■ Excerpt provided ■
######

The conditions laid down in subparagraph (1) are not satisfied in particular where:

(a)

the plot would be withdrawn from agricultural or forestry use without sufficient reason;

(b)

the consideration exceeds considerably the price of the plot customary in the location concerned;

(c)

it must be concluded that the plot is being acquired solely to form or extend a large estate or hunting areas;

(d)

it must be concluded that cultivation by the acquirer himself is not certain in the long term or the acquirer does not have the specialist knowledge necessary to cultivate the plot himself;

(e)

the favourable land ownership arrangement as a result of the restructuring of rural land holdings would be affected without compelling reason....’

15.

Paragraph 11 of the VGVG contains exceptions to the authorisation requirement in respect of a number of types of land acquisition, in particular between family members and in the event of succession or testamentary gift.

16.

Under Paragraph 25 of the VGVG, a deed of transfer is to become invalid with retrospective effect if authorisation is refused.

III — Facts

17.

The first appellant in the main proceedings, Margarethe Ospelt (hereinafter ‘the first appellant’), is the registered owner of immovable property with a surface area of 43532m2, situated in Austria. She possesses nationality of the Principality of Liechtenstein.

18.

The immovable property covers a large number of plot numbers, the majority of which are designated open-space agricultural land in the land development plan of the Municipality of Zwischenwasser. The plots in question adjoin one another. The agricultural plots are at present leased to two agricultural establishments.

19.

By deed of 9 April 1998, the Schlössle Weissenberg Familienstiftung seated in the Principality of Liechtenstein was established. This foundation is the second appellant in the main proceedings. Its sole trustee authorised to sign and first beneficiary is the first appellant. By a deed of transfer of 16 April 1998, authenticated before an official notary in Feldkirch (Austria) on 16 April 1998, the immovable property in question was transferred to the second appellant. The lease was continued on that occasion.

######

■ Supplied records ■
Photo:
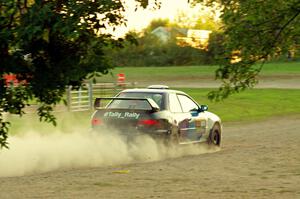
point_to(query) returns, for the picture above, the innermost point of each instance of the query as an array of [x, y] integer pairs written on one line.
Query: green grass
[[251, 105], [137, 74]]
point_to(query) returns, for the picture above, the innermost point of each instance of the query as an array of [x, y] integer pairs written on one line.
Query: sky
[[137, 20]]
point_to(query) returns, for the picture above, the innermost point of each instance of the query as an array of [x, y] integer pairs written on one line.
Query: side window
[[174, 103], [187, 104]]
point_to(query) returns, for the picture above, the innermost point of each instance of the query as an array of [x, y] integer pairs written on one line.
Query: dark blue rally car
[[160, 112]]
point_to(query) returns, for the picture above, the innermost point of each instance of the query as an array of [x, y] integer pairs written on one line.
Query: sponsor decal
[[122, 115], [200, 123]]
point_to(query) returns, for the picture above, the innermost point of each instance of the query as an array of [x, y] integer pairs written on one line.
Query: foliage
[[254, 30], [51, 44]]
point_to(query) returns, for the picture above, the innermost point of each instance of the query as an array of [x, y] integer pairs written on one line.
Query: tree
[[253, 30], [51, 44]]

######

■ Complete the following ■
a – Answer these questions from the land-acquisition excerpt:
(i) According to Paragraph 25 of the VGVG, what happens to a deed of transfer if authorization is refused?
(ii) What is the surface area of the immovable property registered to the first appellant?
(iii) On what date was the Schlössle Weissenberg Familienstiftung established?
b – Which geographic places does the land-acquisition excerpt name? List every one.

■ Results by task ■
a –
(i) It becomes invalid with retrospective effect.
(ii) 43532m2.
(iii) 9 April 1998.

b –
- Austria
- Principality of Liechtenstein
- Municipality of Zwischenwasser
- Feldkirch